→ **ACTIVITY**: With the line containing "Target: mountain range" as the start and the line containing "Find the distant" as the end, transcribe that span of the entries below exactly, including both.

→ **INFORMATION GIVEN**:
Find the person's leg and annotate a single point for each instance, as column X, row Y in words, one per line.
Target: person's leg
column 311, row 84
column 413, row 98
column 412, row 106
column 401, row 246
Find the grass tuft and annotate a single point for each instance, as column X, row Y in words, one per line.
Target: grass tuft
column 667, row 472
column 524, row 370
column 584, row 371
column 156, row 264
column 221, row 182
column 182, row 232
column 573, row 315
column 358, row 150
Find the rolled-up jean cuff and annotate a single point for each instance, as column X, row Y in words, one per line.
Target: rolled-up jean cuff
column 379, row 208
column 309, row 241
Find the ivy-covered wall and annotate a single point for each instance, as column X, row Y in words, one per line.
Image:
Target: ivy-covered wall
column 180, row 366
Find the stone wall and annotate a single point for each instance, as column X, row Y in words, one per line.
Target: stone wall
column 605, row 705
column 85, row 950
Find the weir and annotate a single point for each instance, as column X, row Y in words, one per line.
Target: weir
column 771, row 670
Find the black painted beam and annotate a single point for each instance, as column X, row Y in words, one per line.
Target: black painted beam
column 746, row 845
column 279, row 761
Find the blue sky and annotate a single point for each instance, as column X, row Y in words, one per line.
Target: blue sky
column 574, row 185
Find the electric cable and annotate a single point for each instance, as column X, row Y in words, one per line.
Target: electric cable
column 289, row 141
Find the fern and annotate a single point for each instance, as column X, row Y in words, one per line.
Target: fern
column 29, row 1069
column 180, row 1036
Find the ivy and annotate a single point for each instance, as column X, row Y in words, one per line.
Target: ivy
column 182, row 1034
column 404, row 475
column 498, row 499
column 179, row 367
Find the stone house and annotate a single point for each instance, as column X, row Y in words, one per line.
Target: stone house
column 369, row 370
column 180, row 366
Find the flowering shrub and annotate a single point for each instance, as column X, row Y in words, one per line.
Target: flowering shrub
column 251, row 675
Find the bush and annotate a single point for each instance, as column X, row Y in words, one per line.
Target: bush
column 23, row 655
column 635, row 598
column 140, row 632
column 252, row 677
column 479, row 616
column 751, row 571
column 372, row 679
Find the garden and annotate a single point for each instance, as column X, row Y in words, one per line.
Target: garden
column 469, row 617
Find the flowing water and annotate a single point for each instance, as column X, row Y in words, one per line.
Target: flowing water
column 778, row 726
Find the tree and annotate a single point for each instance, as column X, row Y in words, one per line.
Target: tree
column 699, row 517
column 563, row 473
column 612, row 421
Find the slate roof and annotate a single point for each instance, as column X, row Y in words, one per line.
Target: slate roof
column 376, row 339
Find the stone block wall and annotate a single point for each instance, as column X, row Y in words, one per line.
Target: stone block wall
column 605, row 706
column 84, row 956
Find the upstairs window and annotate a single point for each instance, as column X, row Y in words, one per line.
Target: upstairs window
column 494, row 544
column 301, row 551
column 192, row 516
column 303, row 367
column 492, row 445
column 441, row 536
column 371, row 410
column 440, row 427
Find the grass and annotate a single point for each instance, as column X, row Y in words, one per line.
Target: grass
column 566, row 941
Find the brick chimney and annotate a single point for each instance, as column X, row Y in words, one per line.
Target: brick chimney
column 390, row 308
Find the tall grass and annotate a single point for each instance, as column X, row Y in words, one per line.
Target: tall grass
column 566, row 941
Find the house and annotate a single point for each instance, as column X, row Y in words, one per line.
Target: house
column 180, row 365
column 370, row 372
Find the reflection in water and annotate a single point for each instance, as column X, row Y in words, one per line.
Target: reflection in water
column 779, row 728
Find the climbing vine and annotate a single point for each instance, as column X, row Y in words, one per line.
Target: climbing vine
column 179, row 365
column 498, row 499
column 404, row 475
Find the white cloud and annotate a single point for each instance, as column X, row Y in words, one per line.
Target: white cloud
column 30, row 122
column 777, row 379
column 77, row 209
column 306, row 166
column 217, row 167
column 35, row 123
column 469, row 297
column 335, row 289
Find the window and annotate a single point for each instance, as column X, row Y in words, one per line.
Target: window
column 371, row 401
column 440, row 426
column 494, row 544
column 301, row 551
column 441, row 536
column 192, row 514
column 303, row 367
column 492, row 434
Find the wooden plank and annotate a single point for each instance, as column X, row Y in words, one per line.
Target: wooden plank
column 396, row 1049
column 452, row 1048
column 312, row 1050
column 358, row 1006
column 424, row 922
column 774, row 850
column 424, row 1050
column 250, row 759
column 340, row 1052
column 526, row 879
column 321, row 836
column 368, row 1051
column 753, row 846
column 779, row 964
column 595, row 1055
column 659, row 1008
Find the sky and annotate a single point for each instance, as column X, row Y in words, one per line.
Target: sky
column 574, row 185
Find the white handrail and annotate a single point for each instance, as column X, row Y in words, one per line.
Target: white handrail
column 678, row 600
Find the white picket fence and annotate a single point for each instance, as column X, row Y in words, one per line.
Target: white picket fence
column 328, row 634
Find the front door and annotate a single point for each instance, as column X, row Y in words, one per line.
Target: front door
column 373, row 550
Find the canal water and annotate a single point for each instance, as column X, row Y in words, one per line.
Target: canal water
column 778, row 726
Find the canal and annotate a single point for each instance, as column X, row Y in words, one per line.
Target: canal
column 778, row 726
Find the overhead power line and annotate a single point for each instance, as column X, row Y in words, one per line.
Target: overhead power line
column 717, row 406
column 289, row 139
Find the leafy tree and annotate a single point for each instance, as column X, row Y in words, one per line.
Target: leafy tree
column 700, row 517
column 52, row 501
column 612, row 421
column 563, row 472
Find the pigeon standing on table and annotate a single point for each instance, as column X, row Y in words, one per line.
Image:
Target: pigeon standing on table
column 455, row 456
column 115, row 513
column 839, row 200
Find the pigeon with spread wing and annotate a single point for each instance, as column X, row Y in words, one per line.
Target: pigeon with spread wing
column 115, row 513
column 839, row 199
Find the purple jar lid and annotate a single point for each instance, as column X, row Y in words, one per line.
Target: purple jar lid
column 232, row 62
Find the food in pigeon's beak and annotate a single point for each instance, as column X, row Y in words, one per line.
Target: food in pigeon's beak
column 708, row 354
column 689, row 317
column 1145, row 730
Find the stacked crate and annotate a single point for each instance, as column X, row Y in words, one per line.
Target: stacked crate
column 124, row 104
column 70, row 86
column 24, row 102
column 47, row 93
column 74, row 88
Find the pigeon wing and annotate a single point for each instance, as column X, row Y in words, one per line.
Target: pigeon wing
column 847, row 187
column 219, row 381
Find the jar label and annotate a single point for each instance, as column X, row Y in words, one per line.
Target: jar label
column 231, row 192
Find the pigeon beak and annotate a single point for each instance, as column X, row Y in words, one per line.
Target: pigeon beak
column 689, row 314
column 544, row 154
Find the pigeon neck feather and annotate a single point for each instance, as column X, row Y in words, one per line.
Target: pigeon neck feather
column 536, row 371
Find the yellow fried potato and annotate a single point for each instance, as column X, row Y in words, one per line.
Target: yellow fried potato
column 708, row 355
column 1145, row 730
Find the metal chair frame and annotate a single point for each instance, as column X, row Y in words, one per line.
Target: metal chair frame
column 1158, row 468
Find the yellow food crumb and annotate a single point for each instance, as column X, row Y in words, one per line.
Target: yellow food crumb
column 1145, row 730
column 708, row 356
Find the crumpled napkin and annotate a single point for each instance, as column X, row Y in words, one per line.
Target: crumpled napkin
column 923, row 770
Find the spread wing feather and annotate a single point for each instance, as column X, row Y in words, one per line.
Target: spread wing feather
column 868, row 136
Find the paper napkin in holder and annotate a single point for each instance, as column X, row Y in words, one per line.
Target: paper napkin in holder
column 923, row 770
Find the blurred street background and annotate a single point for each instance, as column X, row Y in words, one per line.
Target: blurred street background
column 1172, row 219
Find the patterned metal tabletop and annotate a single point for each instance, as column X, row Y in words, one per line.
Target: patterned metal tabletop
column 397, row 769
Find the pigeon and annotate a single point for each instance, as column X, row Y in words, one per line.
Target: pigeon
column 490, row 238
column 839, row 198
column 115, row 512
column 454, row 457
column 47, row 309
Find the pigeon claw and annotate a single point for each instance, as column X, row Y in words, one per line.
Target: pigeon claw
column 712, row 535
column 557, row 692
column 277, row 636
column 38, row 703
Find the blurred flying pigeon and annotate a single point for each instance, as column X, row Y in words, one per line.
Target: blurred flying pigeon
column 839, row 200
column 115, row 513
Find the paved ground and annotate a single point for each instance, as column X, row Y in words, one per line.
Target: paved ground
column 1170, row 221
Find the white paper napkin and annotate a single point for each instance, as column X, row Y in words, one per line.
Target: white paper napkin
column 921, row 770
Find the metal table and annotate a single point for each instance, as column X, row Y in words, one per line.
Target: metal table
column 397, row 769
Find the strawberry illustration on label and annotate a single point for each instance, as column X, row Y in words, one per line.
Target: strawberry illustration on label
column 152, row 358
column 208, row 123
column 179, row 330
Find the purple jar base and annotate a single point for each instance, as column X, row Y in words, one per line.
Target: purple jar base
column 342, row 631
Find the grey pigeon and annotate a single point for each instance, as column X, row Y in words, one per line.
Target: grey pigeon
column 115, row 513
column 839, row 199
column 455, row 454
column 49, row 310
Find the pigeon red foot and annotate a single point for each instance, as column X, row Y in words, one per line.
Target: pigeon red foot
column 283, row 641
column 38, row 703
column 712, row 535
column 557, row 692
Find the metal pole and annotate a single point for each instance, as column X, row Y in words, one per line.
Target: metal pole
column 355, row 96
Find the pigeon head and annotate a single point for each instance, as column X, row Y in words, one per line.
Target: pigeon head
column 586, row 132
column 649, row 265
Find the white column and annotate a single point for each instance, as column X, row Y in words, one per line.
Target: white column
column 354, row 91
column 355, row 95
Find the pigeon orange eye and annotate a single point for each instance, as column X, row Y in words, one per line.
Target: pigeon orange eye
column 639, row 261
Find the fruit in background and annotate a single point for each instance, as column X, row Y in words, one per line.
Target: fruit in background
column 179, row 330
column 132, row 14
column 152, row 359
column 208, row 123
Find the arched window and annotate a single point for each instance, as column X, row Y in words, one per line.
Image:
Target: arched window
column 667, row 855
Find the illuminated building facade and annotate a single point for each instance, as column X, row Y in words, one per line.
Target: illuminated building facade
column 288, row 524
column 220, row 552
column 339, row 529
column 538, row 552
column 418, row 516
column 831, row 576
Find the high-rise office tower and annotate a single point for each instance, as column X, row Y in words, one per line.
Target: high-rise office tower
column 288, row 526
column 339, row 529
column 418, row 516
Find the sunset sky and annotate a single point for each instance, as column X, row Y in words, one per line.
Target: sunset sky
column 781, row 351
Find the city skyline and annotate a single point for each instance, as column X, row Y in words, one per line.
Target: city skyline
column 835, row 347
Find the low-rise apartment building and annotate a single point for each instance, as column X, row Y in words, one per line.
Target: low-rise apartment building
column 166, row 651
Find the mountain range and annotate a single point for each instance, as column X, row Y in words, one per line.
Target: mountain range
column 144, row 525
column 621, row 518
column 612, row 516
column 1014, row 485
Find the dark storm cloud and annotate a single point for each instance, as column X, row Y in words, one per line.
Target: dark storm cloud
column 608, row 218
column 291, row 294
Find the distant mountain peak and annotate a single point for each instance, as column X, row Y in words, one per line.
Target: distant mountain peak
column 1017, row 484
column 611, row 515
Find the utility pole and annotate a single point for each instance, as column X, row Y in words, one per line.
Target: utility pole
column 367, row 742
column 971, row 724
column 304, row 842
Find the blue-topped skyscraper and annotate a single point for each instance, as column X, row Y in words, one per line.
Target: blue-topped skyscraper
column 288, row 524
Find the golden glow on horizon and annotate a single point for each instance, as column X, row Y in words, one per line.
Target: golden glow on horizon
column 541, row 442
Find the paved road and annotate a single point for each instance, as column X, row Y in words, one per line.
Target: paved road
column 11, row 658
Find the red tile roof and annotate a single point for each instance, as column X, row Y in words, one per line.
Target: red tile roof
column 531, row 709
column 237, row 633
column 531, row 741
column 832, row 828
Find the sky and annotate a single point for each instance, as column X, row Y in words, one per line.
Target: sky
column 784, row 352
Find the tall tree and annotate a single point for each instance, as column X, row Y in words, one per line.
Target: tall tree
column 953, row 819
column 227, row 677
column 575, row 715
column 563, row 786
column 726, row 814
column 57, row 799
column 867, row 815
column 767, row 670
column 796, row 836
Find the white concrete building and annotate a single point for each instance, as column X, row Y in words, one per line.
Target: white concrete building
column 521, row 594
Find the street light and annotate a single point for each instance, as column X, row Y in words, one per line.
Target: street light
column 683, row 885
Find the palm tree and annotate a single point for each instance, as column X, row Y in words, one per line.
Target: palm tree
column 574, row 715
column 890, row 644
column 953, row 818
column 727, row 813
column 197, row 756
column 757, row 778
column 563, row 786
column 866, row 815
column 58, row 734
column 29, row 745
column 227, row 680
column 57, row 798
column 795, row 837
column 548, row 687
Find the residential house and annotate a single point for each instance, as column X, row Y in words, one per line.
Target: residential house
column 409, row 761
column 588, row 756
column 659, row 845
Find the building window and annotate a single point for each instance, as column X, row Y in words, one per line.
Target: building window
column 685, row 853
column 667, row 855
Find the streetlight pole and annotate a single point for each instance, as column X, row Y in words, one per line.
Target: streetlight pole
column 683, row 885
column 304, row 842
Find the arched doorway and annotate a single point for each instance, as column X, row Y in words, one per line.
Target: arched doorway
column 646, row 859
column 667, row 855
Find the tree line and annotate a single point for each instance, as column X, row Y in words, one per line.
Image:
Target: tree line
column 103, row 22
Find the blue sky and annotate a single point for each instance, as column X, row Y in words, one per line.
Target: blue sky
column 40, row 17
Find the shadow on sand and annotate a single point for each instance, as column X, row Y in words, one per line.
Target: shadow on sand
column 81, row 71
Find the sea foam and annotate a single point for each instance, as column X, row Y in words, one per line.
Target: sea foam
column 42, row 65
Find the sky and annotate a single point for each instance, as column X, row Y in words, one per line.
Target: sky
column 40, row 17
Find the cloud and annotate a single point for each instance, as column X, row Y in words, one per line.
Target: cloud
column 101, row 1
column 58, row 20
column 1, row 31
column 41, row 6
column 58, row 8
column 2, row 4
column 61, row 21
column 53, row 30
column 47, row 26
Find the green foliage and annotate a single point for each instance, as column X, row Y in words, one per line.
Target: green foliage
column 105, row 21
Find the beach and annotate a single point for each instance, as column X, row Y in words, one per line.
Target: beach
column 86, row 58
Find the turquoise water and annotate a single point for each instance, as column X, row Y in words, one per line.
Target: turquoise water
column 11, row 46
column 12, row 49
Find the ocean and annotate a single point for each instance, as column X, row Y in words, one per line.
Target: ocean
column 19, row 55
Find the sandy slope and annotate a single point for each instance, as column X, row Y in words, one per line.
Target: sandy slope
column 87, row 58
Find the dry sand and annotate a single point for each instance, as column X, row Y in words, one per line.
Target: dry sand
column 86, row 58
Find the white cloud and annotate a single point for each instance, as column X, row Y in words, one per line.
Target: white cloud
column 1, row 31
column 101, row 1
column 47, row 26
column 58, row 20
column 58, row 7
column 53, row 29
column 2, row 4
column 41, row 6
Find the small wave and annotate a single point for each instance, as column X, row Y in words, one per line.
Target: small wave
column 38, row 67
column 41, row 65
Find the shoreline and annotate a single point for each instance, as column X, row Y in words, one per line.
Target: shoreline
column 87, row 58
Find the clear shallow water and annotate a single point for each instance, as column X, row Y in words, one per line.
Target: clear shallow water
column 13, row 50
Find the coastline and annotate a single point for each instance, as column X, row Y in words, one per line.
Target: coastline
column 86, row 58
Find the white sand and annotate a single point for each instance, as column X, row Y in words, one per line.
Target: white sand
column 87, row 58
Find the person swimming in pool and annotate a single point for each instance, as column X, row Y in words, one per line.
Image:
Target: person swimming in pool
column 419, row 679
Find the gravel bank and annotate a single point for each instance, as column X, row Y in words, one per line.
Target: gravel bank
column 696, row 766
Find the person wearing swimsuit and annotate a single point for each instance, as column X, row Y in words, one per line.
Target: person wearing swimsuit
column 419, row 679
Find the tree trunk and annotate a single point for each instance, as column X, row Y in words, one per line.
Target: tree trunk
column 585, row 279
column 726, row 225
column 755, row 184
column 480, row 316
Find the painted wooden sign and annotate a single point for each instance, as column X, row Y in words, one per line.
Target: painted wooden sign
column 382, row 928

→ **TASK RESULT**:
Target: mountain range
column 144, row 525
column 621, row 518
column 612, row 516
column 1014, row 485
Find the dark storm cloud and annotate a single point for each instance, as column X, row Y in words, one per line.
Target: dark storm cloud
column 608, row 218
column 291, row 294
Find the distant mountain peak and annotate a single point for each instance, as column X, row Y in words, one per line.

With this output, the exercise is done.